DIRECTIONS FOR THIS TASK> Report, copied in full, every line of the data below that contains the word "positive". Matching is case-sensitive.

DATA LISTING>
== == ==
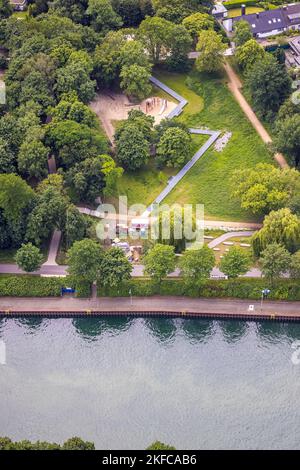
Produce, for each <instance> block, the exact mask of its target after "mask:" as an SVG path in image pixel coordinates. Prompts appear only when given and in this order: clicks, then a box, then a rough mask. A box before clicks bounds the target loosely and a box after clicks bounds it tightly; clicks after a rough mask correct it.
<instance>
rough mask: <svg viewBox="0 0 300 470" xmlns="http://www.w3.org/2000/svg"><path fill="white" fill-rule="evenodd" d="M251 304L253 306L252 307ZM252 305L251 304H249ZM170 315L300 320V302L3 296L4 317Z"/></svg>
mask: <svg viewBox="0 0 300 470" xmlns="http://www.w3.org/2000/svg"><path fill="white" fill-rule="evenodd" d="M250 306H251V307H250ZM249 307H250V308H249ZM24 315H37V316H52V317H63V316H70V317H71V316H84V317H86V316H98V317H101V316H121V315H126V316H129V315H130V316H140V317H141V316H147V315H149V316H156V315H157V316H158V315H159V316H166V317H183V318H185V317H193V318H212V319H214V318H224V319H233V318H235V319H240V320H279V321H300V302H269V301H266V302H264V304H263V308H262V310H261V305H260V302H259V301H252V300H232V299H194V298H187V297H171V296H153V297H134V298H133V299H130V298H127V297H122V298H121V297H116V298H112V297H98V298H92V299H75V298H40V299H39V298H36V297H35V298H17V297H2V298H0V317H1V316H2V317H17V316H24Z"/></svg>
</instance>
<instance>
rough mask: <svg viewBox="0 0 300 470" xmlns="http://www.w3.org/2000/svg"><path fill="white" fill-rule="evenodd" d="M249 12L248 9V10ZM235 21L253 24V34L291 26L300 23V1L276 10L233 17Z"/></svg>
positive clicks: (250, 25)
mask: <svg viewBox="0 0 300 470" xmlns="http://www.w3.org/2000/svg"><path fill="white" fill-rule="evenodd" d="M246 13H247V10H246ZM232 19H233V22H234V23H235V22H236V21H241V20H245V21H247V22H248V23H249V24H250V26H251V31H252V32H253V34H257V33H268V32H271V31H273V30H275V29H283V28H290V27H292V26H295V25H300V3H295V4H291V5H286V6H284V7H281V8H276V9H274V10H267V11H261V12H260V13H252V14H250V15H247V14H246V15H241V16H237V17H235V18H232Z"/></svg>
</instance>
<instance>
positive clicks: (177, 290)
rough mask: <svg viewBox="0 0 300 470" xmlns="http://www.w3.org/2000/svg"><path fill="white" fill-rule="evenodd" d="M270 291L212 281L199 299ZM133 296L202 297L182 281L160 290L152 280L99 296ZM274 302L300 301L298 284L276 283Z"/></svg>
mask: <svg viewBox="0 0 300 470" xmlns="http://www.w3.org/2000/svg"><path fill="white" fill-rule="evenodd" d="M265 287H268V282H267V281H266V280H265V279H262V278H258V279H246V278H238V279H228V280H223V279H222V280H214V279H211V280H209V281H207V282H206V283H205V285H204V286H203V287H202V288H201V290H200V297H204V298H214V297H215V298H225V297H231V298H238V299H253V300H258V299H260V297H261V291H262V289H264V288H265ZM130 291H131V294H132V295H133V296H140V297H147V296H151V295H155V294H160V295H174V296H182V295H185V296H187V297H199V294H198V289H197V287H196V286H194V287H192V286H186V284H185V283H184V282H183V280H182V279H165V280H163V281H162V283H161V286H160V288H158V286H157V285H155V284H154V283H153V282H152V281H151V280H149V279H131V280H130V281H128V282H126V283H123V284H122V285H120V286H118V287H117V288H108V289H103V288H102V287H101V286H99V287H98V295H99V296H104V295H105V296H109V297H129V295H130ZM269 299H271V300H300V284H299V280H297V279H295V280H291V279H280V280H278V281H277V282H275V284H274V286H273V287H272V288H271V293H270V295H269Z"/></svg>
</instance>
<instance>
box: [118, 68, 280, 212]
mask: <svg viewBox="0 0 300 470" xmlns="http://www.w3.org/2000/svg"><path fill="white" fill-rule="evenodd" d="M154 75H155V77H157V78H158V79H159V80H161V81H162V82H163V83H165V84H166V85H168V86H169V87H171V88H172V89H173V90H175V91H176V92H177V93H179V94H180V95H181V96H183V97H184V98H186V99H187V100H188V104H187V105H186V107H185V108H184V110H183V113H182V114H181V115H180V117H179V118H178V119H179V120H180V121H183V122H185V123H186V124H187V125H188V126H189V127H207V128H209V129H212V130H220V131H221V132H226V131H230V132H232V137H231V139H230V141H229V142H228V144H227V145H226V147H225V149H224V150H223V151H222V152H216V151H215V150H214V149H213V147H211V148H210V149H209V151H207V152H206V153H205V155H203V156H202V157H201V159H200V160H199V161H198V162H197V163H196V164H195V165H194V167H193V168H192V169H191V170H190V171H189V173H187V175H186V176H185V177H184V178H183V179H182V180H181V182H180V183H179V184H178V185H177V186H176V188H174V190H173V191H172V193H171V194H170V195H169V196H168V197H167V198H166V200H165V202H166V203H169V204H173V203H180V204H185V203H189V204H204V205H205V218H206V219H215V220H216V219H218V220H225V221H226V220H230V221H254V220H256V219H255V218H254V217H253V215H251V214H250V213H248V212H246V211H244V210H242V209H241V208H240V205H239V202H238V201H236V200H233V199H232V198H231V197H230V193H231V188H232V185H233V184H234V182H232V178H233V173H234V171H235V170H236V169H242V168H248V167H249V166H250V167H251V166H254V165H256V164H257V163H259V162H268V163H273V159H272V157H271V155H270V154H269V153H268V151H267V148H266V146H265V144H264V143H263V142H262V140H261V139H260V137H259V136H258V135H257V133H256V131H255V130H254V128H253V127H252V125H251V124H250V122H249V121H248V119H247V118H246V116H245V115H244V113H243V112H242V110H241V109H240V107H239V105H238V103H237V102H236V101H235V99H234V97H233V96H232V94H231V92H230V91H229V89H228V87H227V83H226V78H225V76H224V74H219V75H206V74H200V73H198V72H196V71H195V70H194V69H193V70H192V71H191V72H190V73H189V74H178V73H170V72H167V71H165V70H162V69H156V70H155V71H154ZM204 141H205V137H203V136H199V137H198V136H193V142H194V144H195V147H194V149H193V152H195V151H196V150H197V149H198V148H199V147H200V146H201V145H202V143H204ZM191 156H192V155H191ZM176 172H177V170H175V169H170V168H167V169H165V170H164V171H163V173H164V174H165V175H166V178H168V177H170V176H171V175H174V174H176ZM165 185H166V182H165V181H163V180H162V179H161V178H160V177H159V172H158V170H157V169H156V167H155V163H154V161H153V160H151V161H150V163H149V164H148V165H147V166H146V167H145V168H143V169H142V170H140V171H139V172H135V173H128V172H125V173H124V175H123V177H122V178H121V180H120V182H119V185H118V191H117V193H116V196H118V195H126V196H127V197H128V203H129V204H134V203H142V204H145V205H146V206H148V205H149V204H151V203H152V202H153V201H154V199H155V198H156V196H157V195H158V194H159V193H160V191H162V190H163V189H164V187H165ZM115 201H116V198H111V199H110V202H115Z"/></svg>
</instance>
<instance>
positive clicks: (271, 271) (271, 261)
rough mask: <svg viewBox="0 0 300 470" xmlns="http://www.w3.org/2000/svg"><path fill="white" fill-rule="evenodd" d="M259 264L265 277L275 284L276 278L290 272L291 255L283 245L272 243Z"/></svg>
mask: <svg viewBox="0 0 300 470" xmlns="http://www.w3.org/2000/svg"><path fill="white" fill-rule="evenodd" d="M259 264H260V267H261V271H262V273H263V275H264V276H265V277H266V278H267V279H269V280H270V281H271V283H272V284H273V283H274V280H275V279H276V278H279V277H280V276H282V275H283V274H286V273H287V272H288V270H289V268H290V265H291V255H290V253H289V252H288V251H287V250H286V249H285V248H284V247H283V246H282V245H279V244H278V243H271V244H270V245H268V246H267V247H266V248H265V249H264V250H263V251H262V253H261V256H260V258H259Z"/></svg>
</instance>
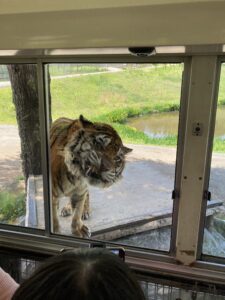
== == ==
REPLY>
positive clicks: (250, 25)
positive clicks: (177, 290)
positive clicks: (271, 271) (271, 261)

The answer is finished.